Ваше задание ▸ Что, судя по тексту о Муссолини ниже, он ответил сторонникам на вопрос, что значит фашизм?

===== Исходный текст =====

Среди тех, кто его услышал, был Муссолини. Трактуя государство как произведение искусств, он увидел себя художником, творящим не кистью и резцом, а силой и беззаконием. Взяв пример с ренессансных князей, Муссолини представлял историю бесконечно пластичной, а себя – мистическим воплощением ее художественного духа.
– Что, в конце концов, значит фашизм? – спросили Муссолини его интеллектуальные сторонники, уставшие искать определение в зарослях логических и идейных противоречий этой политической доктрины.
– Фашизм – это я, – лаконично, но исчерпывающе ответил диктатор.
Не ревнуя, как Гитлер, к художникам, Муссолини сперва не навязывал им ту державную концепцию героического реализма, которой служило искусство других тоталитарных режимов. Он видел всю Италию своим полотном и хотел разрисовать его не красками, а достижениями прогресса. Муссолини верил, что итальянцы смогут обойти Англию и Америку и стать лидером. В тридцатые годы Италия добилась наглядных успехов в разных, но равно заметных областях. Итальянцы делали лучшие гоночные машины, отличные бипланы, элегантные пишущие машинки. Быстрее других пересекал Атлантику роскошный лайнер «Rex», изображенный в «Амаркорде». Открылся Венецианский кинофестиваль. Италия стала чемпионом мира по футболу. Пиранделло получил Нобелевскую премию. Боксер Примо Карнера по кличке Кинг-Конг ринга победил всех соперников в спорте, который Муссолини называл «лучшим выразительным средством фашизма». Казалось, что Италия дотягивается до того кристального будущего, о котором мечтали футуристы. Даже фашистский салют, заменивший чреватое заразой рукопожатие, объясняла гигиена нового и чистого общества.

===== Материал =====

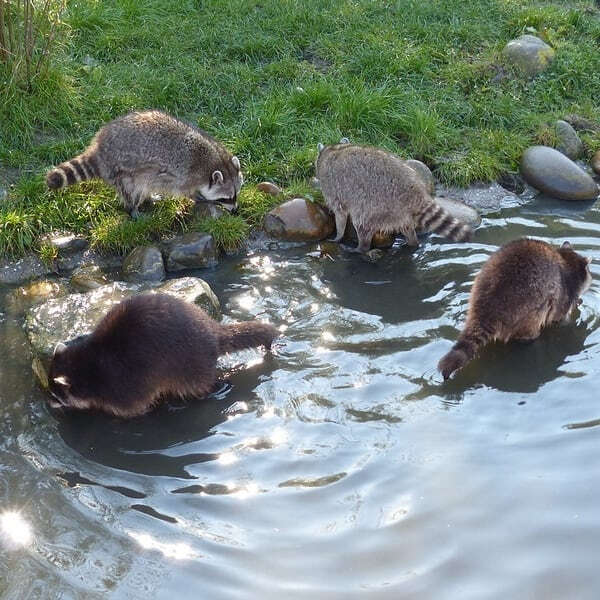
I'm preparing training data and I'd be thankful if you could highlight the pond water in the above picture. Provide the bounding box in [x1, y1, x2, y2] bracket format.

=====

Результат ▸ «Фашизм – это я».